**PROVIDED PASSAGE**
+ + + + +

Ban Ki-moon Confident on Climate Change Talks
New York, Nov 9 2009 4:10PM
Secretary-General Ban Ki-moon today voiced confidence for an agreement next month on fighting global warming even as key issues remain unresolved, a day before he travels to Washington D.C. to discuss with senior officials and congressional leaders what world governments expect in terms of the United States’ role.
“The Secretary-General is confident that
governments will reach agreement in Copenhagen on the
fundamental issues that will form the substance of a legally
binding international agreement which is the end goal for
guiding action on climate change,” the Director of Mr.
Ban’s Climate Change Support Team, Janos Pasztor, told a
news conference in New York on the upcoming summit in the
Danish capital.
Although in all likelihood it will not
be possible to complete all the work needed for a legally
binding agreement at Copenhagen, he said, the meeting should
make clear what needs to be done in the three core
fundamental issues that remain unresolved – ambitious
mitigation targets in the developed countries, how to
consider mitigation actions in developing countries, and
financing.
“Those are the three key issues where
there still needs to be agreement, and they are precisely
the issues where heads of State and heads of government need
to be engaged because those issues are so important for the
overall economic development of the countries that you
cannot expect the negotiators themselves to make a move,”

+ + + + +

**DATA LINES**
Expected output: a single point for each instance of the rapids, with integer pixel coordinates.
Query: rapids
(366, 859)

+ + + + +

**EXERCISE INSTRUCTIONS**
• A. Answer these from the climate talks article:
(i) Who directs Mr. Ban's Climate Change Support Team?
(ii) In which city will governments try to reach agreement next month?
(iii) What are the three core issues that remain unresolved?
• B. Carry the climate talks article forward from its final line.

**ANSWERS PROVIDED**
• A.
(i) Janos Pasztor.
(ii) Copenhagen.
(iii) Ambitious mitigation targets in the developed countries, how to consider mitigation actions in developing countries, and financing.

• B.
he added.
Asked why, in that case, Mr. Ban was
confident, he replied: “Because they can be resolved,
that’s why.” That confidence is based on his recent
conversations with world leaders in which everyone wants to
have a deal in Copenhagen, Mr. Pasztor said.
“There
is tremendous interest and while we’re not quite there
yet, the willingness is there to make it happen, so it is
not a question of whether or not we’re going to have a
deal, it’s a question of how we’re going to make sure that we get a
good deal in Copenhagen and the Secretary-General is
convinced that it is possible and therefore it will
happen,” he added.
World governments are seeking to
agree to a successor to the Kyoto Protocol, the 1997 treaty
that committed 37 industrialized States to cutting emissions
by an average of 5 per cent against 1990 levels over the
period from 2008 to 2012.
On Friday, as the last
preliminary negotiations before Copenhagen wrapped up in the
Spanish city of Barcelona, Yvo de Boer, Executive Secretary
of the UN Framework Convention on Climate Change (UNFCCC),
said developed countries would need to provide at least $10
billion to enable developing countries to immediately
develop low-emission growth and adaptation strategies and to
build internal
capacity.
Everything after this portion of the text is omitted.